(Task directions) Filter the listing down to the lines containing the word "jacket".
[[ Data shown open ]]
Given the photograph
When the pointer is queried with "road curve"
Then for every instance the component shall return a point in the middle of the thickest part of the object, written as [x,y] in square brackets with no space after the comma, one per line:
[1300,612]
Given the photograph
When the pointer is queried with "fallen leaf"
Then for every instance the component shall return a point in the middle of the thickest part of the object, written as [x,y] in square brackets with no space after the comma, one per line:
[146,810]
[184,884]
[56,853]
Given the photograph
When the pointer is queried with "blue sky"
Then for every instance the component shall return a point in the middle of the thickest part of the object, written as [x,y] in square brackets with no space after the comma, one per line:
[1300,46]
[[ Data shown closed ]]
[[ Data shown open ]]
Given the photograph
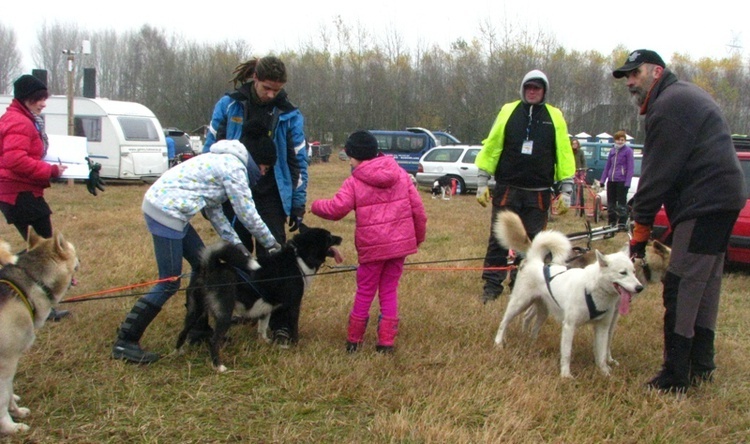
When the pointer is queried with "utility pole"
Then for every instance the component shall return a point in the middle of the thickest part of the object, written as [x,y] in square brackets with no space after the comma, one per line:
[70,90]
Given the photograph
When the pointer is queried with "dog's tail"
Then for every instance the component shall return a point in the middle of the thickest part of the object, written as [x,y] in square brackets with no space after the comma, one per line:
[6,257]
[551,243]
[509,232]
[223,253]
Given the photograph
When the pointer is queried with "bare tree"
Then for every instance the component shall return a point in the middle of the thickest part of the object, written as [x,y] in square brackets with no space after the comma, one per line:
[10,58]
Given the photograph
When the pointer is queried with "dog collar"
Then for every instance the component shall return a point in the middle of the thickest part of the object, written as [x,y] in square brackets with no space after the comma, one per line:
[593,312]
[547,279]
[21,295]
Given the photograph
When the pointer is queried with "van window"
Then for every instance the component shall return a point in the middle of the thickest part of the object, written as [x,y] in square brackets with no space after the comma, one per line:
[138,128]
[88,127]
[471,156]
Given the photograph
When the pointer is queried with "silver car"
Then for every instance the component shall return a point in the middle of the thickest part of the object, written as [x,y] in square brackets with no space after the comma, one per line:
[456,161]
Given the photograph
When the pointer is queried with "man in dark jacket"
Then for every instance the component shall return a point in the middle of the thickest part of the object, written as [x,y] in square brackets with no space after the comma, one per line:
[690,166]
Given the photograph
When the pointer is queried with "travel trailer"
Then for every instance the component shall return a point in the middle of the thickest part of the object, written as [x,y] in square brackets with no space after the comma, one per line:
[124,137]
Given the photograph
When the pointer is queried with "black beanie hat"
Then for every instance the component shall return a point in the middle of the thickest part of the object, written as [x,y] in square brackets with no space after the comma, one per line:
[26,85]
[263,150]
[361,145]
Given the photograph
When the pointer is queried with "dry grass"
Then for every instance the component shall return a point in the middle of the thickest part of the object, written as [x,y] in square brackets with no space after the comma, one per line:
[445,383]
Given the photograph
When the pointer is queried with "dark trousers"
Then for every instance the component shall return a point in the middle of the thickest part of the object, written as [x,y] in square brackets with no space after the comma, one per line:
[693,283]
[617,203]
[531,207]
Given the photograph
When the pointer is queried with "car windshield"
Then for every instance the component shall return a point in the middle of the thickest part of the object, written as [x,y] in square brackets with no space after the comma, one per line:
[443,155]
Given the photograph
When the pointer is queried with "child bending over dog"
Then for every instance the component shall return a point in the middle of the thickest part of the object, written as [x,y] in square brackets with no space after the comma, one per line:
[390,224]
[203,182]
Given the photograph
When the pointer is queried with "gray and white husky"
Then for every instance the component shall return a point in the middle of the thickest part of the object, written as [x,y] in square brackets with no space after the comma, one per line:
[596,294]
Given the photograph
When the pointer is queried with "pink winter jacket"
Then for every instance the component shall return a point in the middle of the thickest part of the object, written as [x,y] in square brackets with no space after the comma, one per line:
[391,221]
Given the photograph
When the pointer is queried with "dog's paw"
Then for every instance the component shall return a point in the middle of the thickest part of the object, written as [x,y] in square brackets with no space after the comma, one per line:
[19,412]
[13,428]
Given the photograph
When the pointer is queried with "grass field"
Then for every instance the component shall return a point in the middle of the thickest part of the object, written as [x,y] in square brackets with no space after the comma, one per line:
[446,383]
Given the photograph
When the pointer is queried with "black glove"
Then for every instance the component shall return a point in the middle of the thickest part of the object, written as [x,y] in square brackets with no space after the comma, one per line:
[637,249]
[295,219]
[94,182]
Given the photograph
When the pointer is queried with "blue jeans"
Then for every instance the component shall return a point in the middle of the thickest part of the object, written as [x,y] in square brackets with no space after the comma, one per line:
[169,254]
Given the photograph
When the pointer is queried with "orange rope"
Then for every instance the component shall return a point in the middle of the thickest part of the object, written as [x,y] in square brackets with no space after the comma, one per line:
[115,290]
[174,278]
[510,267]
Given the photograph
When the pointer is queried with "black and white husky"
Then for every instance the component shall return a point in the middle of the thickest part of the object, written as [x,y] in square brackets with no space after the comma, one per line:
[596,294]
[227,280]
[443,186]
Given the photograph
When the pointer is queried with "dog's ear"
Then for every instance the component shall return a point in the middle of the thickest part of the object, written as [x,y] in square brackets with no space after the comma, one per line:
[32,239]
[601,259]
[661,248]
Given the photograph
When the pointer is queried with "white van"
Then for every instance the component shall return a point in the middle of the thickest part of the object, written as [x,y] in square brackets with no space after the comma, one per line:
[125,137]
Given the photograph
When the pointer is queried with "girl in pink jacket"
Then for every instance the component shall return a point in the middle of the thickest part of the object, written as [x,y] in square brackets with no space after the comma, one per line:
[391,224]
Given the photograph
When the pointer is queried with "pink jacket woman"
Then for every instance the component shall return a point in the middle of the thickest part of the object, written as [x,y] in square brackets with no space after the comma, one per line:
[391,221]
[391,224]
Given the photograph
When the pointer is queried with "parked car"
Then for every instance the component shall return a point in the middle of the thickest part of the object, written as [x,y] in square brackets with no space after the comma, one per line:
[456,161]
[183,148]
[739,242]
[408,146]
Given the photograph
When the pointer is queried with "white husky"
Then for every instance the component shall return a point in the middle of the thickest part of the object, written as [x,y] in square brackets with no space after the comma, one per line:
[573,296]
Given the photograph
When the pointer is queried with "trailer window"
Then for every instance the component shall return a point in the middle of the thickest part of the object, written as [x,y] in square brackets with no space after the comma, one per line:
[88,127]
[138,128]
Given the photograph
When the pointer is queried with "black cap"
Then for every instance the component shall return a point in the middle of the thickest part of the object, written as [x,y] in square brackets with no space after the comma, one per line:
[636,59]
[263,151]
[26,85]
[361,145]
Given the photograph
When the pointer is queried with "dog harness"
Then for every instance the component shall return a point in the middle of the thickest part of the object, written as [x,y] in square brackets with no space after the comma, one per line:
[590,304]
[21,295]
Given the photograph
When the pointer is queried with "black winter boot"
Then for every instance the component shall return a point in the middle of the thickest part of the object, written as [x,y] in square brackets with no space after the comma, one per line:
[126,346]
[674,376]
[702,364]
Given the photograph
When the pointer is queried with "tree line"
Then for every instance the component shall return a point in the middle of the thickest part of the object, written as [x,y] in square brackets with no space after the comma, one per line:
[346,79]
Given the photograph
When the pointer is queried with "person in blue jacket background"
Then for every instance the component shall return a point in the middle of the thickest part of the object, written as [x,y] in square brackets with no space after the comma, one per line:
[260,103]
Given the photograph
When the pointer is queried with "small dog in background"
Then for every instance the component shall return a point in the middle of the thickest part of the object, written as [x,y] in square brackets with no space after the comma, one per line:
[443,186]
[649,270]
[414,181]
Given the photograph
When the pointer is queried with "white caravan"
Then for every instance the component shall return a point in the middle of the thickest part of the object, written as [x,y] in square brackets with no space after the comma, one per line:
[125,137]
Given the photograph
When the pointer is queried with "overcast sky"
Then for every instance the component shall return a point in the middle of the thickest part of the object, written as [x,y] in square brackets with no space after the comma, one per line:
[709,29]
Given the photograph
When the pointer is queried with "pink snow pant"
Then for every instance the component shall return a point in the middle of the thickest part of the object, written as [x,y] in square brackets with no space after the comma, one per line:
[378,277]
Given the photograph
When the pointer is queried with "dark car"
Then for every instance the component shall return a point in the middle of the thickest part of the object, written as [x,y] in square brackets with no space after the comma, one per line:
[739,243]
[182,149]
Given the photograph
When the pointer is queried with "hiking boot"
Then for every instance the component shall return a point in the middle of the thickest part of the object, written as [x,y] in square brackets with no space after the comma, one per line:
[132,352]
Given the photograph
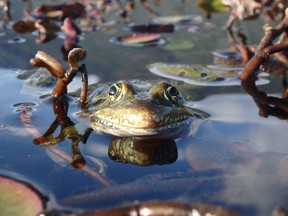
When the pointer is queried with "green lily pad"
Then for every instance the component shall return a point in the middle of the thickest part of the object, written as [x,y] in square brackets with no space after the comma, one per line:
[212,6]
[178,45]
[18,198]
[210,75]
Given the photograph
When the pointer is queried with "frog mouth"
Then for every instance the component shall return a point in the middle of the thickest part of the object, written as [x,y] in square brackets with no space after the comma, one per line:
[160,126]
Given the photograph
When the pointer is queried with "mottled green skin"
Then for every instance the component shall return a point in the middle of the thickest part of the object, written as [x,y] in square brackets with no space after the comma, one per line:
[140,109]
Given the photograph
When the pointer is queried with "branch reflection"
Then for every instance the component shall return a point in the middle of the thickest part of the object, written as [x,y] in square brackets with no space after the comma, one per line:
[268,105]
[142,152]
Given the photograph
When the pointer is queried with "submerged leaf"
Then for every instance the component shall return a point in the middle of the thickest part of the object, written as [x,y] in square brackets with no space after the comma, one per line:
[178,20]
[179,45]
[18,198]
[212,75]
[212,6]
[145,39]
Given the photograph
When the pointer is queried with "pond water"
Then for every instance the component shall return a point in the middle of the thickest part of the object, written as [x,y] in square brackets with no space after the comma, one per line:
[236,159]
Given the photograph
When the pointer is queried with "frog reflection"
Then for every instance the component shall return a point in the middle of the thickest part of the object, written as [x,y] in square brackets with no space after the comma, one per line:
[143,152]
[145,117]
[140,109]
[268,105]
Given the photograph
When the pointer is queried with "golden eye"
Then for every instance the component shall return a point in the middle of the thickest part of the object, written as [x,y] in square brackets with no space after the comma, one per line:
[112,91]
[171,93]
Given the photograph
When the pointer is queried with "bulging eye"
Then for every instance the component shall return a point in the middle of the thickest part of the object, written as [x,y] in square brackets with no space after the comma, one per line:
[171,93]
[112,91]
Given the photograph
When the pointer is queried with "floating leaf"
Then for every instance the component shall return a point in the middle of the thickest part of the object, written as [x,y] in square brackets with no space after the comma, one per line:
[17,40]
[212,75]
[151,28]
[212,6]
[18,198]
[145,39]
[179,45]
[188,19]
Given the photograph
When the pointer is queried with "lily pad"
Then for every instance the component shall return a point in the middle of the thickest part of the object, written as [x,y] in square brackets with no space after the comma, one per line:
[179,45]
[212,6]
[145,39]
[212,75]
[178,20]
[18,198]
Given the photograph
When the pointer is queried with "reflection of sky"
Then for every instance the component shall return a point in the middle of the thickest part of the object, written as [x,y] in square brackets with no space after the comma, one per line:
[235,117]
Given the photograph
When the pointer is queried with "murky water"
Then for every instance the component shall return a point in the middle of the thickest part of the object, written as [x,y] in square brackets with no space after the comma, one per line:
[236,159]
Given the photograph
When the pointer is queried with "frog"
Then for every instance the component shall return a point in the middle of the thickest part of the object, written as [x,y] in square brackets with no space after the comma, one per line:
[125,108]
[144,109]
[[ Data shown closed ]]
(Solved problem)
When the pointer is queried with "man in dark jacket"
When the pointer is queried with "pink winter jacket"
When the pointer is queried with "girl in pink jacket"
When the pointer is queried with "pink jacket woman"
When the pointer is queried with "person in blue jacket background"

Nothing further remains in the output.